• Exercise requirements:
An exact retyping of every record is required.

[[ Materials provided, beginning ]]

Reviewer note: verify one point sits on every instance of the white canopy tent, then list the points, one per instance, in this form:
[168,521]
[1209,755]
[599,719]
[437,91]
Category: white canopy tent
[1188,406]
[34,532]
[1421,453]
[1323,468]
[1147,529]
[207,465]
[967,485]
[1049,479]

[[ Materials provided, end ]]

• Response:
Reviewer note: verify one point sits on every instance of the white canopy tent, then list the points, one per instance, in this form:
[168,521]
[1209,755]
[599,719]
[437,91]
Category: white canopy tent
[1188,406]
[34,532]
[1421,453]
[1323,468]
[1147,529]
[207,465]
[967,485]
[1049,479]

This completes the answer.